(Dataset rows)
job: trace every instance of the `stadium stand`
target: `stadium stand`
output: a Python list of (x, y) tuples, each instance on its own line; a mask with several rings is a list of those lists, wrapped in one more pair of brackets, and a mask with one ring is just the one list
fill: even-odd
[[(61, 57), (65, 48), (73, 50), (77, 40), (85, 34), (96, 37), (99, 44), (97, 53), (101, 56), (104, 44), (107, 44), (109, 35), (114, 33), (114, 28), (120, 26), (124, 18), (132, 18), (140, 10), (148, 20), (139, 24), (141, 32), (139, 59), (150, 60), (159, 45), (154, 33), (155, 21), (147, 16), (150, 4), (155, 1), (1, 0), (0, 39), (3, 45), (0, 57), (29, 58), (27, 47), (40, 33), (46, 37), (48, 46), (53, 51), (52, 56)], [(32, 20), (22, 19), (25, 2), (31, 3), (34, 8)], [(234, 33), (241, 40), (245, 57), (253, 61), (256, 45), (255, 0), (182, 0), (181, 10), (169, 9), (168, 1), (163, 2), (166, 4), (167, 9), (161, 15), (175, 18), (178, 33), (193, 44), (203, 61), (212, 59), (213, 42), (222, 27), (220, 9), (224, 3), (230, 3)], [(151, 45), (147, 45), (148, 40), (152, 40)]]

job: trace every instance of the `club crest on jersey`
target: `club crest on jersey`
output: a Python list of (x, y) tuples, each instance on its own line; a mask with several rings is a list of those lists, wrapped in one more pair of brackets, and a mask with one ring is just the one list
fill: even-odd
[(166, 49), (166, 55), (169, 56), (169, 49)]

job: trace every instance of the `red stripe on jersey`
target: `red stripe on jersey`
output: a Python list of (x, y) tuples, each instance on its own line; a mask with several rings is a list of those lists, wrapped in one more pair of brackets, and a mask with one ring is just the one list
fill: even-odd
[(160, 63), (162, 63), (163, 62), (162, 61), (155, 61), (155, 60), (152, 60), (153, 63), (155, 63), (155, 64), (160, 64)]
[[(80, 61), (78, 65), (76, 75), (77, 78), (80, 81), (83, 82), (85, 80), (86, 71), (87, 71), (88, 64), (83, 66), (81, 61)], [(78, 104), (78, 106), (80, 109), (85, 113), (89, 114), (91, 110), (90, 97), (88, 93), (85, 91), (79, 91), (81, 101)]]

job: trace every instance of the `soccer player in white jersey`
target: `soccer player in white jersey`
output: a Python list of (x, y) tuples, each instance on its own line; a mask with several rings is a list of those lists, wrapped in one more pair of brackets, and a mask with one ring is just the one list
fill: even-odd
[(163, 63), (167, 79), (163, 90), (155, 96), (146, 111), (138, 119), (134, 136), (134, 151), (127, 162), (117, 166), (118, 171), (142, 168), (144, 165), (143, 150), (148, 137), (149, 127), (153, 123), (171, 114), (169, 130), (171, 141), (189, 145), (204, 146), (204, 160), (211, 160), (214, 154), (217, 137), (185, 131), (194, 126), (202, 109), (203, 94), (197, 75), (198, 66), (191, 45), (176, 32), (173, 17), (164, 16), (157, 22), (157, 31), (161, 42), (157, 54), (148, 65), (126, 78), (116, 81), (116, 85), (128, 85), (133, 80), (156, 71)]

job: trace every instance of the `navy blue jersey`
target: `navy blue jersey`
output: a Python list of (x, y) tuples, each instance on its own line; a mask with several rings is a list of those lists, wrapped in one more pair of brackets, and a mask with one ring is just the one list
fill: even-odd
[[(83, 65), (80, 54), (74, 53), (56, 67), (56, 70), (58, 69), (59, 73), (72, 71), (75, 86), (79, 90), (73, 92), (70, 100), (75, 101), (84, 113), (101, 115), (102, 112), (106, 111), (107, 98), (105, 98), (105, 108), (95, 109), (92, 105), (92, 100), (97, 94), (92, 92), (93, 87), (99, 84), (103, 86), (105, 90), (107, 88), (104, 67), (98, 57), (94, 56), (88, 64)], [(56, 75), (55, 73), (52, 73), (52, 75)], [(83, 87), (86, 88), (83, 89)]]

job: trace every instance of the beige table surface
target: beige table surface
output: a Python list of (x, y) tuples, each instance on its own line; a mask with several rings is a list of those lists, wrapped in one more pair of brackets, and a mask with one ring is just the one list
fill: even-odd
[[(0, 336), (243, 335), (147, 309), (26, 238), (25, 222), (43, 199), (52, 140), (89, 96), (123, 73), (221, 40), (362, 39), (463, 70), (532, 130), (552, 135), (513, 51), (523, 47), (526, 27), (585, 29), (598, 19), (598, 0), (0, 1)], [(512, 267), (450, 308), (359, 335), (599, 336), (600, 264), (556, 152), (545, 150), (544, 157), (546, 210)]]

Exercise requirements: Please reproduce every line of the material between the line holding "job: trace every instance of the beige" and the end of the material, inclusive, with each polygon coordinate shifted by adding 75 to it.

Complete response:
job: trace every instance of the beige table surface
target: beige table surface
output: a Python list of (x, y) tuples, each instance on its own line; a mask with several rings is a list of those lists, wrapped in one more pair of brackets, and a mask with one ring is just the one list
fill: even-odd
[[(75, 411), (318, 410), (222, 384), (101, 313), (100, 297), (118, 274), (127, 215), (164, 171), (198, 148), (296, 115), (437, 114), (538, 145), (607, 205), (627, 210), (588, 126), (598, 122), (601, 102), (660, 104), (673, 94), (673, 75), (75, 76)], [(587, 342), (525, 383), (434, 410), (674, 411), (675, 339), (631, 227), (620, 225), (619, 232), (621, 285)]]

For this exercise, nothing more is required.